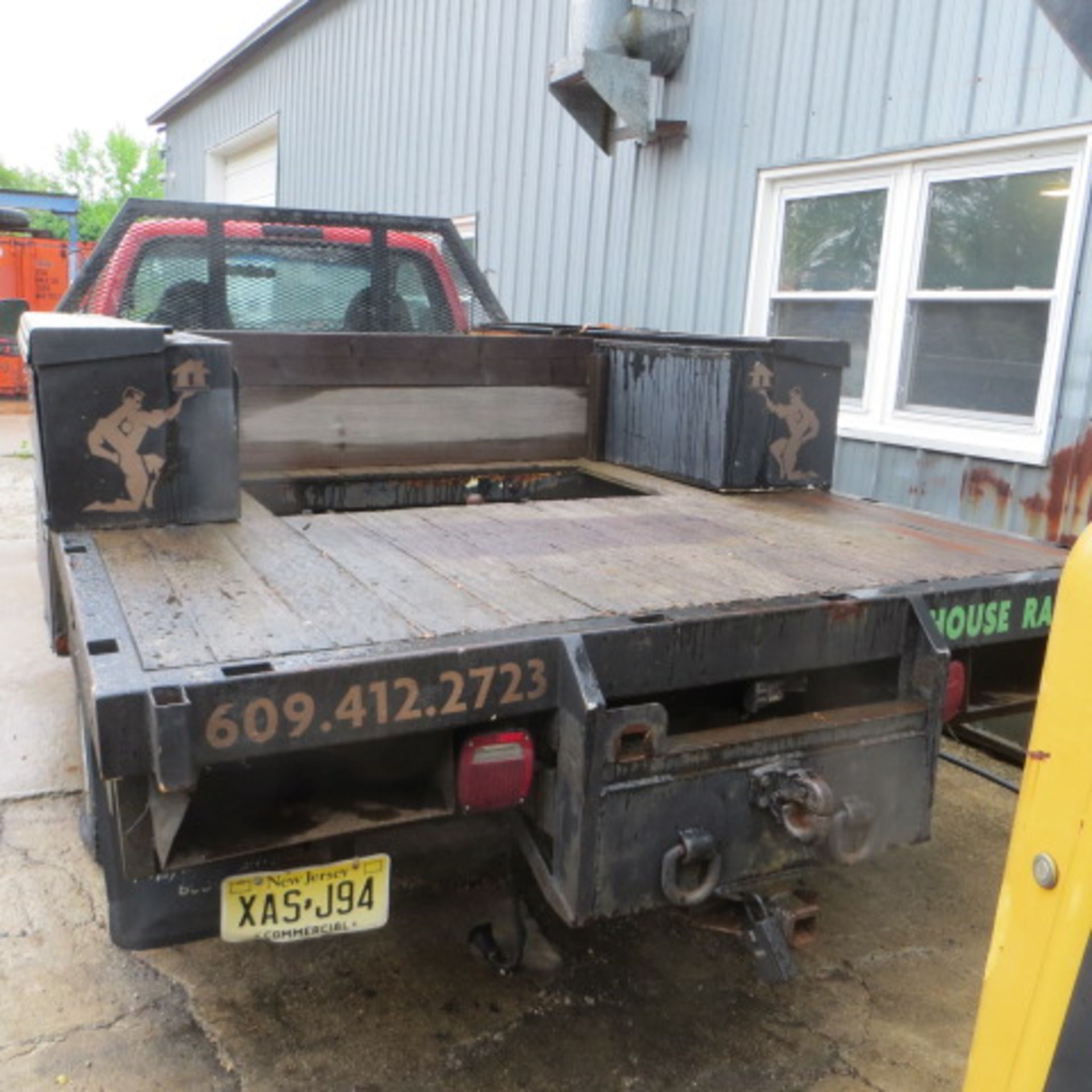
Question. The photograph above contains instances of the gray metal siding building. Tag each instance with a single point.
(441, 107)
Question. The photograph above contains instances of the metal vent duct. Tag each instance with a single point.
(615, 49)
(1073, 20)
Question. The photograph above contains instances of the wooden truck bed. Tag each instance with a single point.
(279, 586)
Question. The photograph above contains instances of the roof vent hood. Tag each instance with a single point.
(615, 51)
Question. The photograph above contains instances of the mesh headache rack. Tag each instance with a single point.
(192, 266)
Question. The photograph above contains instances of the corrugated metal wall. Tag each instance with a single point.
(440, 107)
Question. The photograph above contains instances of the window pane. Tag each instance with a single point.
(985, 357)
(846, 320)
(995, 233)
(833, 244)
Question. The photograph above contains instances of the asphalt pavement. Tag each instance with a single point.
(885, 999)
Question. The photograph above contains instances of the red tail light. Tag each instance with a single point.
(956, 690)
(495, 771)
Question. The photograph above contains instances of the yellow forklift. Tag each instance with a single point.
(1035, 1027)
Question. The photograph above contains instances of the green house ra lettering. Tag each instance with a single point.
(985, 619)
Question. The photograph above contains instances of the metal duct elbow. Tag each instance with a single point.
(659, 38)
(615, 51)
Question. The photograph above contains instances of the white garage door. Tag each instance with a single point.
(250, 175)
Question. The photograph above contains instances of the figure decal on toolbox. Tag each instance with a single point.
(803, 426)
(118, 437)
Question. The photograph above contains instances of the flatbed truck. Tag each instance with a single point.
(590, 580)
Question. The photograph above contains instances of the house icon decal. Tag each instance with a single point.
(191, 376)
(760, 378)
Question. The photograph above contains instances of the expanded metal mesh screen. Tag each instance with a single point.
(206, 267)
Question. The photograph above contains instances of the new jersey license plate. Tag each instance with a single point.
(300, 903)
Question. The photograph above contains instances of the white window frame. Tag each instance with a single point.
(907, 176)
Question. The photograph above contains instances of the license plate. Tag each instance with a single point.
(345, 897)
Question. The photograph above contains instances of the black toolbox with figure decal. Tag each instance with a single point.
(136, 426)
(754, 415)
(723, 413)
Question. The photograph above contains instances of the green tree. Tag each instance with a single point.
(13, 178)
(103, 176)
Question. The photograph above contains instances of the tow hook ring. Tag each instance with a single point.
(694, 846)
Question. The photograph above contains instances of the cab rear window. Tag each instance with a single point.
(286, 287)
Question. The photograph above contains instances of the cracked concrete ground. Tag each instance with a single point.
(886, 998)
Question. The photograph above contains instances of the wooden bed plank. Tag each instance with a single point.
(320, 591)
(576, 557)
(431, 602)
(239, 615)
(163, 629)
(434, 537)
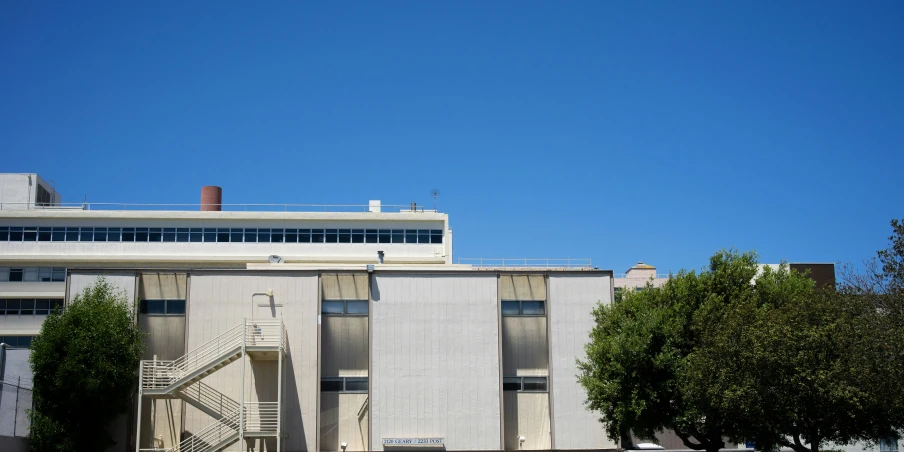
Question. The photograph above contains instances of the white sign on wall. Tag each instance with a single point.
(412, 441)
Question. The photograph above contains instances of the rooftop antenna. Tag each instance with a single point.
(434, 193)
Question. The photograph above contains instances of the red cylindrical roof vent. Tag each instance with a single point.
(211, 198)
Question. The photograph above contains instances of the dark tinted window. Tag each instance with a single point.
(356, 384)
(533, 308)
(332, 307)
(331, 385)
(332, 235)
(534, 384)
(510, 308)
(511, 384)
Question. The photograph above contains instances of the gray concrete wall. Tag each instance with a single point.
(435, 359)
(572, 298)
(218, 302)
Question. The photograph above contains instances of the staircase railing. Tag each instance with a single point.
(158, 374)
(208, 399)
(261, 417)
(211, 435)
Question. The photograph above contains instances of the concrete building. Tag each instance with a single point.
(284, 329)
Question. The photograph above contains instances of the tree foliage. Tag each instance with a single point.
(84, 363)
(730, 354)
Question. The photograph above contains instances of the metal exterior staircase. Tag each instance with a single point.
(232, 420)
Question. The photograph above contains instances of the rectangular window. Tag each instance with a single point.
(42, 307)
(344, 307)
(533, 384)
(526, 307)
(12, 306)
(511, 384)
(355, 384)
(332, 307)
(525, 384)
(331, 384)
(162, 307)
(511, 307)
(169, 234)
(27, 307)
(72, 234)
(343, 384)
(332, 236)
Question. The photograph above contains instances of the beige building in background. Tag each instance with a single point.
(327, 330)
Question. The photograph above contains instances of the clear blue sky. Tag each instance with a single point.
(619, 131)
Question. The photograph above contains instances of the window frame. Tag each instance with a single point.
(521, 308)
(520, 381)
(143, 307)
(344, 312)
(344, 384)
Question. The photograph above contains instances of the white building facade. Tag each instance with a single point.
(315, 331)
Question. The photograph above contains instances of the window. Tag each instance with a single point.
(344, 307)
(17, 341)
(162, 307)
(29, 306)
(526, 307)
(343, 384)
(525, 384)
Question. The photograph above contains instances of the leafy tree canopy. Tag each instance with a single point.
(84, 363)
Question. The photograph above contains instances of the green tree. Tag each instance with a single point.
(84, 363)
(637, 360)
(795, 367)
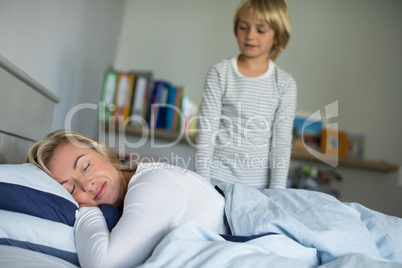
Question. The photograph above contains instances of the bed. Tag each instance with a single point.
(305, 228)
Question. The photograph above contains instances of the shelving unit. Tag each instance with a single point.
(299, 154)
(302, 154)
(160, 134)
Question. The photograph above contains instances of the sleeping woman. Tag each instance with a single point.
(155, 198)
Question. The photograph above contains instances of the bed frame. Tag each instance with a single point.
(26, 112)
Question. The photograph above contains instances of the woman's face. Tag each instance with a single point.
(87, 175)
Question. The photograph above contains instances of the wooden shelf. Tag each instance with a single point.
(297, 153)
(302, 154)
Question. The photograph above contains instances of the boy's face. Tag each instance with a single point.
(254, 37)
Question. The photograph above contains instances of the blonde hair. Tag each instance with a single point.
(275, 13)
(42, 151)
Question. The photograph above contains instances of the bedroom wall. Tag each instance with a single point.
(345, 51)
(65, 46)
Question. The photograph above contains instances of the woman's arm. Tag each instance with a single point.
(209, 120)
(149, 207)
(281, 143)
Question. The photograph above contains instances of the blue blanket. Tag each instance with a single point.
(314, 230)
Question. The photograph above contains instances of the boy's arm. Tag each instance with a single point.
(209, 120)
(281, 144)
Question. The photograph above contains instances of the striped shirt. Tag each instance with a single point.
(245, 126)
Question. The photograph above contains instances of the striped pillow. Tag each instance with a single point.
(36, 212)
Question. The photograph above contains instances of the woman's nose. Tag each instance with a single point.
(88, 185)
(250, 34)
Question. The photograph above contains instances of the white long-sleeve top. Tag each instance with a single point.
(159, 197)
(245, 126)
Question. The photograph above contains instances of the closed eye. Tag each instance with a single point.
(73, 190)
(85, 169)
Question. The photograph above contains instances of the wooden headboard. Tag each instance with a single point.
(26, 112)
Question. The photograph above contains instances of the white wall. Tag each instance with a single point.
(339, 50)
(64, 45)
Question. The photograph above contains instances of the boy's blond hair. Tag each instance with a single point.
(275, 13)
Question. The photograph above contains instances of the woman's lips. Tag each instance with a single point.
(250, 46)
(100, 192)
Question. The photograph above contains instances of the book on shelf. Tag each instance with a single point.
(135, 96)
(123, 97)
(108, 95)
(140, 96)
(154, 103)
(190, 111)
(177, 114)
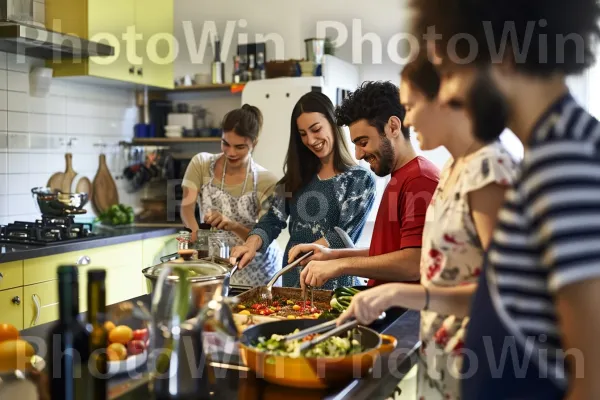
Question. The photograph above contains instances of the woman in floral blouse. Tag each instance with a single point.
(458, 228)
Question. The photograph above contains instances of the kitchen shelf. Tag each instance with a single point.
(175, 140)
(234, 88)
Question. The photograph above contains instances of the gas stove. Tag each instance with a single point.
(48, 230)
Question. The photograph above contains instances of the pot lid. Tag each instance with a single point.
(199, 270)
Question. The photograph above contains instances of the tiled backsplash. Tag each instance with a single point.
(34, 132)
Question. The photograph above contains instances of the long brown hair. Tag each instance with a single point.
(301, 164)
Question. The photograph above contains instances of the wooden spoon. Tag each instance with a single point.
(69, 174)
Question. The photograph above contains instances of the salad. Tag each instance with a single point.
(336, 346)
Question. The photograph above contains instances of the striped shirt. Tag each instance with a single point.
(548, 232)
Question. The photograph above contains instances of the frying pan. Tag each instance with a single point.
(313, 373)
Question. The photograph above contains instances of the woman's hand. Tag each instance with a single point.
(320, 253)
(246, 252)
(368, 305)
(219, 221)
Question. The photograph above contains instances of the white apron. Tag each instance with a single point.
(244, 210)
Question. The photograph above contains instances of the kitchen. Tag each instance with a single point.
(90, 112)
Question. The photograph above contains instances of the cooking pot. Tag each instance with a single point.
(310, 372)
(51, 202)
(210, 279)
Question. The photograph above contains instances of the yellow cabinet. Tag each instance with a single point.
(130, 26)
(11, 304)
(11, 275)
(40, 303)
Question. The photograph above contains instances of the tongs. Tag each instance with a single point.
(267, 291)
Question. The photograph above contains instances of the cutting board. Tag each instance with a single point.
(104, 189)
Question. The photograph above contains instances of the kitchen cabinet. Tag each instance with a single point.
(11, 275)
(107, 21)
(40, 303)
(11, 304)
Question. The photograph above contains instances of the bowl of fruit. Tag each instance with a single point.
(127, 348)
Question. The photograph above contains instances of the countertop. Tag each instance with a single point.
(103, 237)
(235, 381)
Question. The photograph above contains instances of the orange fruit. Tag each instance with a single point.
(8, 332)
(120, 334)
(15, 354)
(116, 352)
(109, 326)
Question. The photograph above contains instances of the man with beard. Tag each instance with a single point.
(376, 120)
(534, 319)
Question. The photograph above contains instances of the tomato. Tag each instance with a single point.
(140, 334)
(135, 347)
(120, 334)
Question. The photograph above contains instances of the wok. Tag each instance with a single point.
(313, 373)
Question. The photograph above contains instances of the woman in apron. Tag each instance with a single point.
(233, 192)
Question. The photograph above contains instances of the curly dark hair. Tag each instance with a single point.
(375, 102)
(421, 74)
(544, 36)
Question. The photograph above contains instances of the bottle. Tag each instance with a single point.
(237, 73)
(251, 67)
(98, 334)
(68, 344)
(260, 66)
(218, 68)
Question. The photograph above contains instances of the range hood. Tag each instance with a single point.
(35, 41)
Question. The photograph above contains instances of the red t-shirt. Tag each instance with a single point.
(401, 215)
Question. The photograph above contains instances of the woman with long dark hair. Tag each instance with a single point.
(323, 189)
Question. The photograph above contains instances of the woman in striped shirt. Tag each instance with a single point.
(458, 227)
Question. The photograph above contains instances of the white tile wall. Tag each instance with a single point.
(34, 130)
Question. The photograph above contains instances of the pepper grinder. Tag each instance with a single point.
(218, 67)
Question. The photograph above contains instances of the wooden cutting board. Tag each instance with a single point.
(104, 189)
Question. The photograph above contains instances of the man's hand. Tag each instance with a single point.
(219, 221)
(368, 305)
(316, 273)
(320, 253)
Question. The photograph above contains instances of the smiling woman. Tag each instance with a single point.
(324, 190)
(233, 191)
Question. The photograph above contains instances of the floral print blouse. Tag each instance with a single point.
(452, 255)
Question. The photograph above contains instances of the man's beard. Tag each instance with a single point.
(488, 108)
(386, 157)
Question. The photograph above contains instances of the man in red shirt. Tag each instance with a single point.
(375, 117)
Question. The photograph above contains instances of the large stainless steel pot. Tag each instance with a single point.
(210, 280)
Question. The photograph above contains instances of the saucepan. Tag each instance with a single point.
(310, 372)
(52, 202)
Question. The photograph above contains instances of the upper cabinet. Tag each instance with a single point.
(141, 31)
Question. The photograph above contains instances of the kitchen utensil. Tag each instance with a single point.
(55, 203)
(104, 189)
(315, 50)
(84, 185)
(267, 292)
(208, 279)
(310, 373)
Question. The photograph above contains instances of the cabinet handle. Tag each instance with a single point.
(38, 308)
(84, 260)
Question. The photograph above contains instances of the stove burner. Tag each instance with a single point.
(49, 229)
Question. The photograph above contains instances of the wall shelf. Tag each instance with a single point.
(234, 88)
(175, 140)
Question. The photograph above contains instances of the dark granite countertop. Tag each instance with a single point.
(103, 237)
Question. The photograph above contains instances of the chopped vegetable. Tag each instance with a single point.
(336, 346)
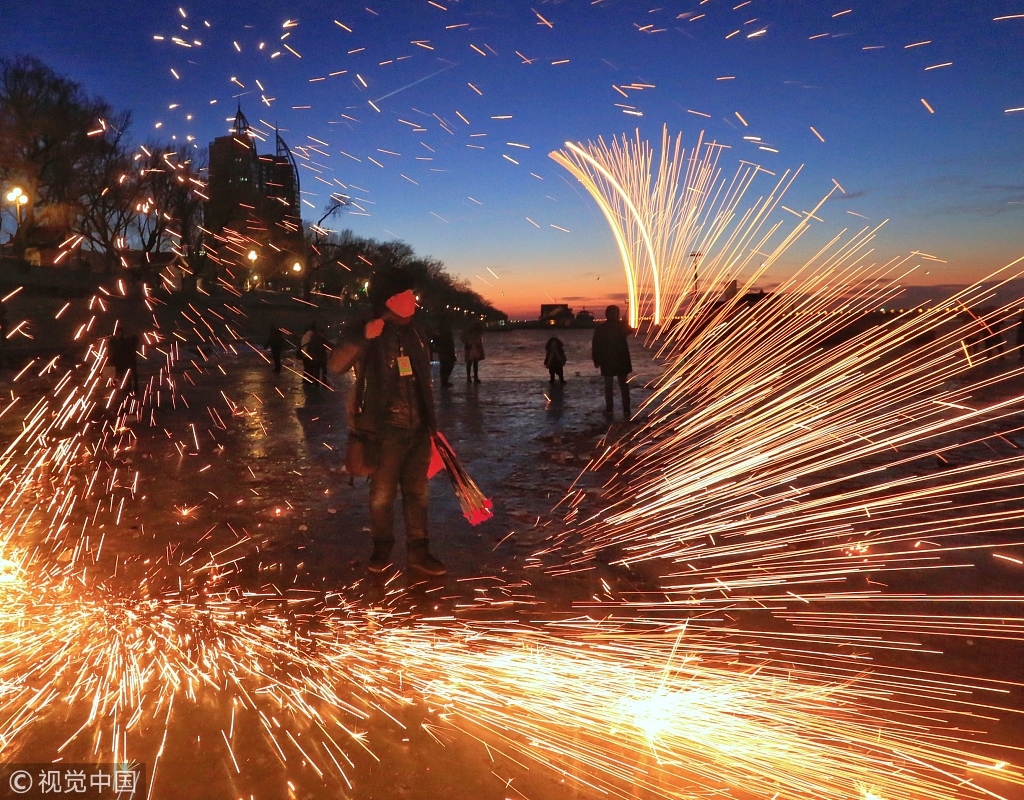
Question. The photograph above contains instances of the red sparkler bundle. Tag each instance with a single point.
(475, 507)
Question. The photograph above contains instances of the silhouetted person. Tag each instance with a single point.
(611, 355)
(554, 359)
(313, 349)
(1020, 338)
(444, 344)
(472, 338)
(391, 415)
(124, 358)
(275, 344)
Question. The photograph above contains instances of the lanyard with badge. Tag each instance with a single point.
(404, 363)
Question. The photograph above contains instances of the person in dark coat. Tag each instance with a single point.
(444, 344)
(307, 360)
(611, 355)
(1020, 339)
(554, 359)
(124, 358)
(275, 344)
(391, 411)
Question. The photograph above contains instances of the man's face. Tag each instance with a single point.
(402, 305)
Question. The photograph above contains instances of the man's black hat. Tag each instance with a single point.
(386, 284)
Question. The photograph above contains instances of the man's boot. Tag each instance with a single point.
(421, 559)
(380, 559)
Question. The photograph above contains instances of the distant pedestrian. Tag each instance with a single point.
(124, 359)
(444, 345)
(275, 344)
(313, 349)
(611, 355)
(472, 338)
(307, 362)
(1020, 338)
(391, 418)
(554, 359)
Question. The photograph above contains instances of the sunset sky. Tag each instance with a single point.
(495, 82)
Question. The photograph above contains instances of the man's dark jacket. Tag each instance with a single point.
(611, 350)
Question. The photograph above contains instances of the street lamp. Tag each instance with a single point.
(18, 199)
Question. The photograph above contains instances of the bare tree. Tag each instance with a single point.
(51, 134)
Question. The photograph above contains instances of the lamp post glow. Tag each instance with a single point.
(18, 199)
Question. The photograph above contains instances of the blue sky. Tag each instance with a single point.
(950, 181)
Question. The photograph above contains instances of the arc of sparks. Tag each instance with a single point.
(609, 215)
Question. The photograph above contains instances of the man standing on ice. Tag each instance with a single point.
(611, 356)
(391, 418)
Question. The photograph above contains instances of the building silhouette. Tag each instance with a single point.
(253, 213)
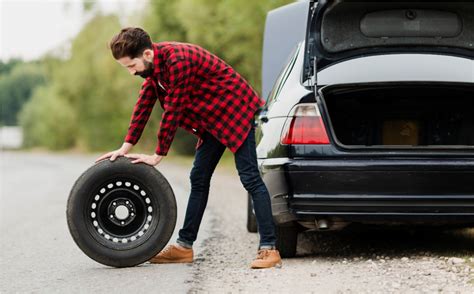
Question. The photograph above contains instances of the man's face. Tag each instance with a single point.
(139, 66)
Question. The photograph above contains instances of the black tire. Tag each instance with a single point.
(121, 214)
(251, 218)
(287, 239)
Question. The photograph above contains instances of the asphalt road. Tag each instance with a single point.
(38, 255)
(37, 252)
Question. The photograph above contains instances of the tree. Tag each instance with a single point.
(16, 87)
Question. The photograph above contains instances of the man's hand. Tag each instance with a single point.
(126, 147)
(148, 159)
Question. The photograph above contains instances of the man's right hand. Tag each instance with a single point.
(126, 147)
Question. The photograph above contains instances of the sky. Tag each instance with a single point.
(30, 28)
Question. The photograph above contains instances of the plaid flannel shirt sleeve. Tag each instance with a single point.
(180, 71)
(141, 112)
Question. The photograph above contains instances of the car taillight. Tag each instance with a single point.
(305, 126)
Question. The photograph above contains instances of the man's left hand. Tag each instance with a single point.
(148, 159)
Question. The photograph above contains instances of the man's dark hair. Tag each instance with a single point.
(130, 42)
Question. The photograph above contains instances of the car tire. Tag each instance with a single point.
(121, 214)
(251, 218)
(287, 239)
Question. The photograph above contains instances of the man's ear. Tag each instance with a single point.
(148, 55)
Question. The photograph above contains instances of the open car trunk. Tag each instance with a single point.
(401, 115)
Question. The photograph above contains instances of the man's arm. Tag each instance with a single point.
(141, 112)
(180, 72)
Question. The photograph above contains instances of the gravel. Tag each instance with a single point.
(362, 259)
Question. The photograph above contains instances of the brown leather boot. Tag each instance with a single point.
(173, 254)
(267, 258)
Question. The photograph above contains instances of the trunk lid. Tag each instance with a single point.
(344, 29)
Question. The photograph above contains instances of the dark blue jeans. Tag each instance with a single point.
(205, 161)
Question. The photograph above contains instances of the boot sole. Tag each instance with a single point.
(278, 265)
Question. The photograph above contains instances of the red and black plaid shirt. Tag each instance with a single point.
(198, 92)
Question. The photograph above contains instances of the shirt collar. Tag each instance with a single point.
(157, 60)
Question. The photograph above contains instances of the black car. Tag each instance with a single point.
(371, 117)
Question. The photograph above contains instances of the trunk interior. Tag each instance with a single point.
(401, 115)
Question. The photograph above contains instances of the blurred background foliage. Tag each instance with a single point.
(85, 100)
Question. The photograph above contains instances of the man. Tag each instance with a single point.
(202, 94)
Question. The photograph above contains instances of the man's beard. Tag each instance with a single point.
(148, 72)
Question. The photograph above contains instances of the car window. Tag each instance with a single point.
(283, 76)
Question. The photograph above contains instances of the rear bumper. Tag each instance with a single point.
(421, 190)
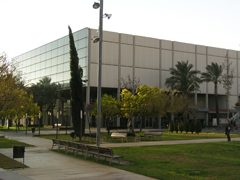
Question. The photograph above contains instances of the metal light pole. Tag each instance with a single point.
(80, 137)
(39, 124)
(99, 74)
(26, 123)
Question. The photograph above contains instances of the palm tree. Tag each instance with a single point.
(46, 93)
(214, 74)
(183, 79)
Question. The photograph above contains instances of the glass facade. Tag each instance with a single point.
(53, 60)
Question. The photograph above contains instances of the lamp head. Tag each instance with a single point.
(95, 39)
(96, 5)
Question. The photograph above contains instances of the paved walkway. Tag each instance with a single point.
(49, 165)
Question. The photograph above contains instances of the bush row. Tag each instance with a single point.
(180, 126)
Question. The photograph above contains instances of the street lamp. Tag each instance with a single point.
(39, 123)
(95, 40)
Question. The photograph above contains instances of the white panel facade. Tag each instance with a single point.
(109, 76)
(166, 44)
(146, 57)
(201, 62)
(232, 101)
(184, 47)
(126, 71)
(147, 76)
(217, 51)
(94, 75)
(181, 56)
(166, 59)
(126, 39)
(164, 75)
(110, 53)
(144, 41)
(201, 49)
(126, 55)
(110, 36)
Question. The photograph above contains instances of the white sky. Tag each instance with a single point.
(28, 24)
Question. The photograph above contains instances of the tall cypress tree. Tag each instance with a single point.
(75, 86)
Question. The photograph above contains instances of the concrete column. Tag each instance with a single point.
(160, 64)
(172, 116)
(119, 74)
(206, 96)
(159, 122)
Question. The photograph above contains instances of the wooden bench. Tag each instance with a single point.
(91, 150)
(56, 142)
(88, 149)
(122, 136)
(91, 137)
(64, 144)
(65, 128)
(133, 136)
(152, 135)
(81, 147)
(116, 128)
(107, 152)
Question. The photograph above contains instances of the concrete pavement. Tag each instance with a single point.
(46, 164)
(49, 165)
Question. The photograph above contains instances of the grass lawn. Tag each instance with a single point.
(4, 128)
(6, 162)
(190, 161)
(8, 143)
(167, 136)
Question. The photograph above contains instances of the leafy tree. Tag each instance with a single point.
(180, 126)
(75, 86)
(183, 78)
(186, 126)
(129, 105)
(151, 101)
(227, 79)
(198, 128)
(110, 108)
(171, 126)
(176, 126)
(46, 93)
(214, 74)
(192, 127)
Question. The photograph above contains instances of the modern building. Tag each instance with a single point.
(148, 59)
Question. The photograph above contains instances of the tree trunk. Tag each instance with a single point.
(52, 118)
(216, 101)
(141, 124)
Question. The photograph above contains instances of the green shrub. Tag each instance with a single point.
(180, 126)
(176, 126)
(171, 126)
(198, 127)
(192, 127)
(186, 126)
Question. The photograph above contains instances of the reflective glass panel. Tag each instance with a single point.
(60, 68)
(43, 64)
(60, 51)
(66, 58)
(60, 59)
(49, 47)
(54, 61)
(59, 77)
(49, 63)
(60, 42)
(66, 66)
(54, 53)
(54, 44)
(54, 69)
(66, 75)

^^^^

[WHAT NEEDS TO BE DONE] Set down nothing but the lines from the one with "Question. The photograph above contains instances of the grass" through the end of the records, keeping each line exactly as written and including both ends.

[RESPONSE]
Question. The photograph above contains instances of the grass lawn. Tag each instance with a single point.
(4, 128)
(6, 162)
(190, 161)
(8, 143)
(167, 136)
Question. The photograph above contains instances of the leafy tree. Tag each instance with a single point.
(180, 126)
(75, 86)
(183, 78)
(186, 126)
(129, 105)
(151, 101)
(227, 79)
(198, 128)
(110, 108)
(171, 126)
(176, 126)
(46, 93)
(214, 74)
(192, 127)
Question. The photograph above contains instances of the modern building. Tag each instance with a single point.
(148, 59)
Question. The photograph above contains instances of the tree trunk. Tag each instance with a single point.
(52, 118)
(216, 101)
(141, 124)
Question. The photograph above contains instances of the green shrub. Tag each instance with a single point.
(180, 126)
(176, 126)
(171, 126)
(198, 127)
(192, 127)
(186, 126)
Question. The photograph above contains instances of the reflective glass panel. Tag each instance with a single point.
(60, 68)
(43, 64)
(60, 51)
(66, 58)
(60, 59)
(49, 47)
(54, 61)
(59, 77)
(49, 63)
(60, 42)
(66, 66)
(54, 53)
(54, 44)
(54, 69)
(66, 75)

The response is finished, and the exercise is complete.